* **TASK INSTRUCTIONS**:
[a] Write out the Eheim support thread from "A few months" to "still no response." word for word.
[b] Extend the Eheim customer support thread with the next part, picking up where it stops.

* **PAGE EXTRACT**:
_ _ _ _ _

# Eheim Customer Support



## coldmantis (Apr 5, 2010)

What were your experiences with Eheim Warranty Support here is mine.

About a year ago my eheim 2213's double tap valve both started to leak, I emailed them 3 times regarding it and to date they never responded.

A few months ago my double tap valve decided to leak on a 2217 and for kicks I emailed eheim through their web form and got a response within 2 days and they replaced my double tap valve for free.

Since they responded and help me I thought Eheim support has finally improved where they actually replaced parts under warranty like they should. So I emailed them again regarding the 2 sets of double tab valves that leaked and was unresolved for my 2213 also someone hates me and the pump head barb for both my 2213, and a 2217 started to leak. I emailed them through their support email and with the web form. Explained my situation scanned my receipt but no response emailed them some more and now 2 weeks later still no response.

I guess I should of gave me money to fluval. the led light on my fluval spec died and I emailed them, told them it was under a year but I can't prove it since I lost my receipt and they still replaced it promptly.

My Filters
2x Eheim 2213
3x Eheim 2217
2x Ai mini Hang on back canister filters
1x Tom's rapids mini canister filter
1x Fluval 105 Canister Filter
2x AC 70
1x AC 50
1x AC 20
1x Hagen Elite mini
1x Aqua Tech 10


----------



## characinfan (Dec 24, 2008)

_ _ _ _ _

* **SOURCE MATERIAL**:

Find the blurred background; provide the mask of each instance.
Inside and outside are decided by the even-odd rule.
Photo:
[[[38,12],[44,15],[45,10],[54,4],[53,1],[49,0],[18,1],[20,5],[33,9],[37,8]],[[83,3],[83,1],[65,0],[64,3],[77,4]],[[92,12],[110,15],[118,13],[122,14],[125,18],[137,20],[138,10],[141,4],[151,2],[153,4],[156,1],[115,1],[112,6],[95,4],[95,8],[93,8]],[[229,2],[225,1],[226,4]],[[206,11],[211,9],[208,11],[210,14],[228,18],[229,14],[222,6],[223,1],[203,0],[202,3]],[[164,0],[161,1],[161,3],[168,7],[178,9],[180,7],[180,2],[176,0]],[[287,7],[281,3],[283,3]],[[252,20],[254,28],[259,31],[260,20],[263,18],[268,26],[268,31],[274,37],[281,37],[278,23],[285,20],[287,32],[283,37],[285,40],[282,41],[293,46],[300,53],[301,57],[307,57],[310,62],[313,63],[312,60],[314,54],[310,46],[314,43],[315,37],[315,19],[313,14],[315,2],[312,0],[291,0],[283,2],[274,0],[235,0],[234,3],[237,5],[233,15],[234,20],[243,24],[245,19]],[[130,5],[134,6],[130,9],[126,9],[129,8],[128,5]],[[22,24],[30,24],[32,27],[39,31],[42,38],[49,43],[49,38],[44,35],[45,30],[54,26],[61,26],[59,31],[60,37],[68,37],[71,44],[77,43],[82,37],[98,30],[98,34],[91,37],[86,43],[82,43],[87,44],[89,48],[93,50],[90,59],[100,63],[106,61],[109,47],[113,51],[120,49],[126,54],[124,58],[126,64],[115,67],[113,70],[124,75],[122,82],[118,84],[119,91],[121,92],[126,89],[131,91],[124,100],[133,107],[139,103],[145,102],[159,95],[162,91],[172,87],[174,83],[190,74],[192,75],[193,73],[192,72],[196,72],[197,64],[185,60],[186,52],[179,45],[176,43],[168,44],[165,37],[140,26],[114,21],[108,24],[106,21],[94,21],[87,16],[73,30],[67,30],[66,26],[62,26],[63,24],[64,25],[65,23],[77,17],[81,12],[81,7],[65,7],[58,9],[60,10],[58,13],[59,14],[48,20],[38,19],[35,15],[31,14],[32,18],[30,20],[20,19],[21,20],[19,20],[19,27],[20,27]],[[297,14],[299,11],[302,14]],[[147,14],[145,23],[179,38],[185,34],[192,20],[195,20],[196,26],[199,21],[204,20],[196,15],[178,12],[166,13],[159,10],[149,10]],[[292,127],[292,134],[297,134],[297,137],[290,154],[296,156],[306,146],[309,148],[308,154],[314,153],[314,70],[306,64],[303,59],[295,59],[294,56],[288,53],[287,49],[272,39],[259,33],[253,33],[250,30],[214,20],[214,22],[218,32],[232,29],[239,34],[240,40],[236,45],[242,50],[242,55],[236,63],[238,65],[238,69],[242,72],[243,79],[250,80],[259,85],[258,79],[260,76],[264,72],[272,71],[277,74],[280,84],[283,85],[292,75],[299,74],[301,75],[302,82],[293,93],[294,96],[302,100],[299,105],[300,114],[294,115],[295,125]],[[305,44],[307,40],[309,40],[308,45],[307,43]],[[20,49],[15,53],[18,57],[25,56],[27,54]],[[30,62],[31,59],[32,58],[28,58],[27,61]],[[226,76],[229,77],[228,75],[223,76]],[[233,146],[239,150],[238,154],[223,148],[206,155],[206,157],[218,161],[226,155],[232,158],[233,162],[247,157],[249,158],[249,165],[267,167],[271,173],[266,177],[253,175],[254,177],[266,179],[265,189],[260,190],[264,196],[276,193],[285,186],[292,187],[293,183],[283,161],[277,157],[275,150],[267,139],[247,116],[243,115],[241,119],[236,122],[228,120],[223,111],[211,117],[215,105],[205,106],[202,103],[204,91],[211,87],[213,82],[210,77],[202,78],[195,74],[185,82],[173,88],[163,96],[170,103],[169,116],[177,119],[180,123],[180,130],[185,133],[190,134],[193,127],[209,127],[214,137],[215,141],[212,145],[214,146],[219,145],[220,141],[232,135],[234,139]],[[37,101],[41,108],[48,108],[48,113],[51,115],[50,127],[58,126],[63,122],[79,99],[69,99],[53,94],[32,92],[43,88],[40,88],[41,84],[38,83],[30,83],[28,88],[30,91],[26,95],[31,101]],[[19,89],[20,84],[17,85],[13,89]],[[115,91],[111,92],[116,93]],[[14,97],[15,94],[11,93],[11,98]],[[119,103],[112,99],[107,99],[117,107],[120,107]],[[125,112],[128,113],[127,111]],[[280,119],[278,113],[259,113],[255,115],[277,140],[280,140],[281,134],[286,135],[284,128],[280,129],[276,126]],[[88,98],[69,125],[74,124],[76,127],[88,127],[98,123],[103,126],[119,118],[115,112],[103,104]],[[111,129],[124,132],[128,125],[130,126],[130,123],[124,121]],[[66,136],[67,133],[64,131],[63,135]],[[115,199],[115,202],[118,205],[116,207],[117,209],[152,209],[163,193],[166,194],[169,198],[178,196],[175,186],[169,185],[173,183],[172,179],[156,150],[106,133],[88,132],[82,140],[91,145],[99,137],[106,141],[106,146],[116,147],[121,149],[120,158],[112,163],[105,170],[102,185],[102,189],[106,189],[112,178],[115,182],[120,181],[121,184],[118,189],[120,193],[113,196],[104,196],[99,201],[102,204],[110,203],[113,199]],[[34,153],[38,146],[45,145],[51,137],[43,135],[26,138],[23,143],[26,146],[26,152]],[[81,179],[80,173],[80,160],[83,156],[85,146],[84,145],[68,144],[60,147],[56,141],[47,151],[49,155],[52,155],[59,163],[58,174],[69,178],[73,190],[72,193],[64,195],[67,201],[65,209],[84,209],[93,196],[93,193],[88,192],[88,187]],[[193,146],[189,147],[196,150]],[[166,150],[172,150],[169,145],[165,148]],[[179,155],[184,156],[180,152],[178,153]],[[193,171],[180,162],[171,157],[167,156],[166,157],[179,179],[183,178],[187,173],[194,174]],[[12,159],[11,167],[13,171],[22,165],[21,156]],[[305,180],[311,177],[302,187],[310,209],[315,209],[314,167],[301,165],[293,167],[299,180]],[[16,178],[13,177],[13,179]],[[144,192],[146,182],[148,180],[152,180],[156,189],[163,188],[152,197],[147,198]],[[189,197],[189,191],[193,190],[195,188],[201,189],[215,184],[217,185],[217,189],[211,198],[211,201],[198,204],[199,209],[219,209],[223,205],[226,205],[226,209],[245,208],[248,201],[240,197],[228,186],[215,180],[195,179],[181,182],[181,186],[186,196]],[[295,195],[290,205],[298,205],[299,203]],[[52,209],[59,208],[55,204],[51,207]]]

_ _ _ _ _

* **EXERCISE ANSWERS**:
[a]
A few months ago my double tap valve decided to leak on a 2217 and for kicks I emailed eheim through their web form and got a response within 2 days and they replaced my double tap valve for free.

Since they responded and help me I thought Eheim support has finally improved where they actually replaced parts under warranty like they should. So I emailed them again regarding the 2 sets of double tab valves that leaked and was unresolved for my 2213 also someone hates me and the pump head barb for both my 2213, and a 2217 started to leak. I emailed them through their support email and with the web form. Explained my situation scanned my receipt but no response emailed them some more and now 2 weeks later still no response.

[b]
Sorry to hear you have had a bad experience with Eheim customer service. I have an Eheim 2213 now after having gone through 3 Fluval 104s in about 10 years (same individual fish, but bigger tank now). Those Fluvals did tend to break beyond repair after 3 years. I've had the Eheim for 3 years now, so fingers crossed. . .


----------



## cliff (Aug 30, 2010)

do they have a phone number? 

I've found email support can be sketchy for most companies (unless it's part of their business plan), while phone calls get things done.


----------



## coldmantis (Apr 5, 2010)

I'm really surprised by the poll so far eheim is not winning, I think next time I feel like splurging I'm will get a fx5 and put a 2213 for diffuser co2 for a 40g lol


----------



## Y2KGT (Jul 20, 2009)

I had a problem with an Eheim Automatic Fish Feeder. I contacted them via email and they immediately replied and said that if I had the receipt and it was still under warranty they would replace the unit.

I scanned the receipt and emailed it back to them and they sent me the info to send the product to them in Quebec.

After a few weeks I tried contacting them to find out where my replacement was however got no reply. I tried a few more times and again no reply so I called their 1800 number and chose "Support" from the menu. The call rang until it went to voicemail where the message said the mailbox was full. I tried a few more time however always the same message so the next time I called I pressed Zero and spoke to a nice girl who apologized several times, took my info and sent me a replacement unit right away.

Bottom line is don't give up if you have a legitimate warranty claim.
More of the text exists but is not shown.